*** Opening of Page excerpt ***

A Comparison of Characteristics of Implant Failure and Survival in Periodontally Compromised and Periodontally Healthy Patients: A Clinical Report
Rosenberg, Edwin S. / Cho, Sang-Choon / Elian, Nicolas / Jalbout, Ziad N. / Froum, Stuart J. / Evian, Cyril I.
Purpose: This study compares implant survival and patterns of implant failure in periodontally compromised and periodontally healthy patients.
Materials and Methods: In a private periodontal practice, over a 13-year period, implants were placed in both periodontally compromised and periodontally healthy patients. Implants were classified in 5 different groups according to surface texture. Survival rates in each group were compared according to implant location, diameter, length, and phase of treatment.
Results: A total of 1,511 implants were placed in 334 patients. One hundred fifty-one of these patients, classified as periodontally compromised patients (PCP), received 923 implants. The remaining 183 patients, classified as periodontally healthy patients (PHP), received 588 implants. The overall survival rate for implants placed in the PHP group was 93.7%, compared to 90.6% in the PCP group. The survival rate of hydroxyapatite-coated implants was 92.6% in the PHP group and 81% in the PCP group. The survival rate of the turned-surface implants was similar in both groups.

*** Close of Page excerpt ***
*** Opening of Supplied information ***

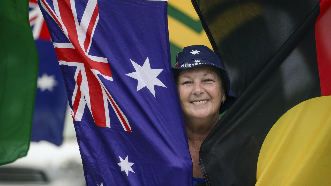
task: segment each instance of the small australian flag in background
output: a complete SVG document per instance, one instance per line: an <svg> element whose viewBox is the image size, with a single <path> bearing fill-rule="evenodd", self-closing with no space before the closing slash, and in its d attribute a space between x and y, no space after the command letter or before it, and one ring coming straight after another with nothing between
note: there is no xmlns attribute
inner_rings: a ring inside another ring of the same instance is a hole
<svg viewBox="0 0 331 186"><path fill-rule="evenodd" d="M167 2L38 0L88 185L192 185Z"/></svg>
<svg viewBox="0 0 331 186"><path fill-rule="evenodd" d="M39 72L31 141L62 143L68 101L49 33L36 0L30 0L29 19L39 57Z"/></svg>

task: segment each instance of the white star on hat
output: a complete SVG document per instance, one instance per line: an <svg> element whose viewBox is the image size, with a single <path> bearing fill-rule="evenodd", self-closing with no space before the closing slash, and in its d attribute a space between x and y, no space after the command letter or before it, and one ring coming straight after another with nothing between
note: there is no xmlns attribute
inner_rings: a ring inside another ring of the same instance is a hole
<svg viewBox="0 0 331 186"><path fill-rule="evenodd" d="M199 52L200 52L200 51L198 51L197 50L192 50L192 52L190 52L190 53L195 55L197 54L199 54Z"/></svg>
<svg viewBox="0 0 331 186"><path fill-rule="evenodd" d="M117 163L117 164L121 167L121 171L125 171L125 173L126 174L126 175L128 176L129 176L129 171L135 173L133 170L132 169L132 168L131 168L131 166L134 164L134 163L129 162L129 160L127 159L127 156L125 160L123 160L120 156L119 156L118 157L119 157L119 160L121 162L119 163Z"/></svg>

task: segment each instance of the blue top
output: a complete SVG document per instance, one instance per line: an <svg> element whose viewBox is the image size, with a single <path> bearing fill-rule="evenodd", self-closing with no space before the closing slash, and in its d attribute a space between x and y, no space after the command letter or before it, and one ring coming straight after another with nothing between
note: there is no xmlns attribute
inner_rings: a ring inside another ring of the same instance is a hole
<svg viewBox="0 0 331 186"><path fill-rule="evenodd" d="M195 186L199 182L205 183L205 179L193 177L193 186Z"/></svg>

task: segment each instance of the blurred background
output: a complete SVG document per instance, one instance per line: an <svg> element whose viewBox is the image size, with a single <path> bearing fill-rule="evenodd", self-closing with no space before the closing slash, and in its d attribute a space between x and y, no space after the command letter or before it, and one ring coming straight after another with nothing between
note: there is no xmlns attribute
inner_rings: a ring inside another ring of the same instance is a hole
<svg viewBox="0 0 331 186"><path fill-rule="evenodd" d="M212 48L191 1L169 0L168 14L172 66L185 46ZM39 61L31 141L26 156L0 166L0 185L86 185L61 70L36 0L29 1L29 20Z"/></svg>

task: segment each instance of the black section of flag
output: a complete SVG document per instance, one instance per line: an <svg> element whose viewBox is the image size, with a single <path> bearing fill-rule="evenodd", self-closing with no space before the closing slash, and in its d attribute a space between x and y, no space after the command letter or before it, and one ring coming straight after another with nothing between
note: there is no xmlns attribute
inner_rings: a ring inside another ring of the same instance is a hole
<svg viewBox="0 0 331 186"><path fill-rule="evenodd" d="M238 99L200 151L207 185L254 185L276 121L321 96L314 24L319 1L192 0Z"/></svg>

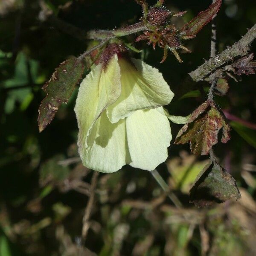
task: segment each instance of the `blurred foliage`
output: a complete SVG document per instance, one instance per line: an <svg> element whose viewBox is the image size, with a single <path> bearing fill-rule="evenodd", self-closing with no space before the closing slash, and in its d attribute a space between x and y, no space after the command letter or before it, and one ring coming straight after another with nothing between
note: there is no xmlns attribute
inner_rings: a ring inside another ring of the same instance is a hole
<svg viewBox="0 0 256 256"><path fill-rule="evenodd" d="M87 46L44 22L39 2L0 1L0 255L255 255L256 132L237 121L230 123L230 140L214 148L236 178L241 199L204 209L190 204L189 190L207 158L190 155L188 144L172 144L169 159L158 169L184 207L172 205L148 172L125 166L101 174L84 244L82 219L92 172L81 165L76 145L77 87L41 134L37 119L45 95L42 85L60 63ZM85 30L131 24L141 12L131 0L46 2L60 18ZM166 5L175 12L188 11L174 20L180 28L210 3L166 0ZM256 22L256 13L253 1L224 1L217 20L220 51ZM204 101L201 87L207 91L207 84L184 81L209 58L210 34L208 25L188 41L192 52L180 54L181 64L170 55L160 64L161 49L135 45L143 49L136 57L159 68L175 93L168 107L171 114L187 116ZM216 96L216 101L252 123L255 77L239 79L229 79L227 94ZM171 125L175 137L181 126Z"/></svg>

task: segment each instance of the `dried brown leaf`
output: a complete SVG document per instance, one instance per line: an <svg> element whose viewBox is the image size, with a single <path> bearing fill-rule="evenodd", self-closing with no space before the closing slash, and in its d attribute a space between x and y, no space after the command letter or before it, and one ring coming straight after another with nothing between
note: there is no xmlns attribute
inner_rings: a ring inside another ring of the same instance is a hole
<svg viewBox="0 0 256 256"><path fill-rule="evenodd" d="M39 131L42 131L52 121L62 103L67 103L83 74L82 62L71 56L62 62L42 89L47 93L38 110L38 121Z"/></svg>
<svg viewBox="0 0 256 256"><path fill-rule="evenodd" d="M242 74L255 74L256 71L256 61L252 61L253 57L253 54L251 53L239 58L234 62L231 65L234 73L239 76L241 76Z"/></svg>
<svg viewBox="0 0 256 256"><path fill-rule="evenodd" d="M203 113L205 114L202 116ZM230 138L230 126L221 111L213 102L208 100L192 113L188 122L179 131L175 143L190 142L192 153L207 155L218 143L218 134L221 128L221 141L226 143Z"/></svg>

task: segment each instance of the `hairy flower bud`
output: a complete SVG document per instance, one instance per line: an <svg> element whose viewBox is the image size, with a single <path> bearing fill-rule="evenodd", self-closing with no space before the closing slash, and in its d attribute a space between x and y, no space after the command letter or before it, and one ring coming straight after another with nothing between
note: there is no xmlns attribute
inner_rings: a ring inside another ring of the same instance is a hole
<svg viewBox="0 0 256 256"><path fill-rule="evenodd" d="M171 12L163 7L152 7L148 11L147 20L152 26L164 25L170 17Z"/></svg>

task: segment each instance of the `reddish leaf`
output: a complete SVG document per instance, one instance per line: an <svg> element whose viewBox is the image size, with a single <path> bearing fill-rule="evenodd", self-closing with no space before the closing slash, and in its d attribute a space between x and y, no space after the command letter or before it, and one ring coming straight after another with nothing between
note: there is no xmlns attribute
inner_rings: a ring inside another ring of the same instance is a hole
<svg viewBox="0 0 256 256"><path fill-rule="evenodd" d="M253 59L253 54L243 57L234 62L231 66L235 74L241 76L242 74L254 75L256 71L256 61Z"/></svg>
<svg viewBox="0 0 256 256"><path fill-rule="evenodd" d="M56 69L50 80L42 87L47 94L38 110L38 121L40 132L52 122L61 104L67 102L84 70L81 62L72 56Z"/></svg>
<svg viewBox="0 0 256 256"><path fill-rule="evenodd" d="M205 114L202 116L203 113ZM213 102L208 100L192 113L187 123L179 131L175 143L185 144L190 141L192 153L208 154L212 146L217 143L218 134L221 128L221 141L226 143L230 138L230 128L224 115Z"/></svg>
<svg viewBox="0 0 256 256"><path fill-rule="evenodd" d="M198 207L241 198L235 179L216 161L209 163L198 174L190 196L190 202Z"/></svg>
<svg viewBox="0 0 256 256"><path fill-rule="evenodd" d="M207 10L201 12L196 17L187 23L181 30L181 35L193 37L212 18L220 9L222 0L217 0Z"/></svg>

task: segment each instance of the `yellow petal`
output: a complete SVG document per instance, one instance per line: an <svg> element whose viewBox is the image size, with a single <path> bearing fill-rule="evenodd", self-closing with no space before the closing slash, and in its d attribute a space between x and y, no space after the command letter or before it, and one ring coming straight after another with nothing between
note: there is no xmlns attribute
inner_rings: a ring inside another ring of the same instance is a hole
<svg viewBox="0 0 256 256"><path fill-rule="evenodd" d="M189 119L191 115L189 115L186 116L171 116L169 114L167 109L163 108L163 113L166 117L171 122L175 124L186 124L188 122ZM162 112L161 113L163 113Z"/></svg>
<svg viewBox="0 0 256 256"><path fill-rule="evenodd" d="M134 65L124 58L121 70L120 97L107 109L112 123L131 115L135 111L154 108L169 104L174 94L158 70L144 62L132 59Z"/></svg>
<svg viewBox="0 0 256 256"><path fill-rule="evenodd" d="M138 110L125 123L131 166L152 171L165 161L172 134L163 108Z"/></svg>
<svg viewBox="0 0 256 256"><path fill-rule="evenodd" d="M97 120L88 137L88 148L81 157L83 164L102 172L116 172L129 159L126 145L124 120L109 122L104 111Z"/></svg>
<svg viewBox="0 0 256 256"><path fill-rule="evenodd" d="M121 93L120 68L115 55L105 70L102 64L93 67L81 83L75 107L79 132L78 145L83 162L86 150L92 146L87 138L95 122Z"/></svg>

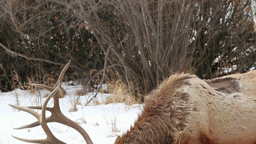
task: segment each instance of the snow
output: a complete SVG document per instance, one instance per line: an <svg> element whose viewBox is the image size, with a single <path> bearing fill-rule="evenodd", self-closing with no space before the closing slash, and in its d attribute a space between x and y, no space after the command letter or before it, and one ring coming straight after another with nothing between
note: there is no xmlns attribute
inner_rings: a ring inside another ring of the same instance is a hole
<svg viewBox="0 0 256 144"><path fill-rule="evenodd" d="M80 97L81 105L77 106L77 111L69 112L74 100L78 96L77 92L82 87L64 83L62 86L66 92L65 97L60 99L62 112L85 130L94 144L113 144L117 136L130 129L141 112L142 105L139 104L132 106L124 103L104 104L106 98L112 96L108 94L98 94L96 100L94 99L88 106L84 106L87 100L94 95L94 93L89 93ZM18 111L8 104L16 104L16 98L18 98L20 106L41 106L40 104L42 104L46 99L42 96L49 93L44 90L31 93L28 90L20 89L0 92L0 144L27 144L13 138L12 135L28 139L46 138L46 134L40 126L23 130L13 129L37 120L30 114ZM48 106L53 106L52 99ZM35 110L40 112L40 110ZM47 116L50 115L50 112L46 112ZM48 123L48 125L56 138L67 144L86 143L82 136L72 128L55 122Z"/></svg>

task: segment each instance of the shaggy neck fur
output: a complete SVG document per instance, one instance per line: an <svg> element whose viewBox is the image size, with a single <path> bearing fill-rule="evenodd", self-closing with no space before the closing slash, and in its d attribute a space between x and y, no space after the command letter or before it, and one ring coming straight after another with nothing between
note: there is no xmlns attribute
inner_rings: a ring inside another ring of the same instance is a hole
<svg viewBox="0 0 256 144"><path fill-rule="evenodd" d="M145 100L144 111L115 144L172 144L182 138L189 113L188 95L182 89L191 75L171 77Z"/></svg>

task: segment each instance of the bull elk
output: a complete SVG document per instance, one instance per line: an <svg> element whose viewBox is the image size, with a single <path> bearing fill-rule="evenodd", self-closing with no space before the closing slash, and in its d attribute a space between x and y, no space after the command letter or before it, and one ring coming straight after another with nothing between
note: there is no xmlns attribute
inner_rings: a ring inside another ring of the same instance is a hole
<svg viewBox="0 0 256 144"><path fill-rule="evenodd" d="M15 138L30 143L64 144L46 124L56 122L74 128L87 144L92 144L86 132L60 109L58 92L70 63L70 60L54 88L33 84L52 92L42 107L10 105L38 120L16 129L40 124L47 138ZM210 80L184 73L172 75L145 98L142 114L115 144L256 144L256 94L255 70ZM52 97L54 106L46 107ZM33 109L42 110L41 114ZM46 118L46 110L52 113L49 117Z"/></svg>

*** Close of Supplied information ***

■ Activity 1
Translate this sentence from the implant study abstract into Spanish: "Implants were classified in 5 different groups according to surface texture."
■ Activity 2
In the implant study abstract, how many implants did the periodontally healthy patients receive?
■ Activity 3
Please write a continuation of the implant study abstract, starting after its last sentence.

■ Task output 1
Los implantes se clasificaron en 5 grupos diferentes según la textura de la superficie.

■ Task output 2
588 implants.

■ Task output 3
Discussion: Two types of implant failure were identified. The first was failure of the implant to osseointegrate. This type of failure occurred early in treatment and appeared to be related to smooth-surface implants placed in bone of low density. Failures of this type were distributed equally between the PHP and PCP groups. The second type of failure was related to peri-implantitis. It was observed most often with implants with hydroxyapatite surfaces, occurred as the result of a progressive condition, and was most prevalent in the PCP group.
Conclusion: Further long-term controlled investigations are needed to determine the influences of implant suface and host susceptibility on implant failure in both PHP and PCP.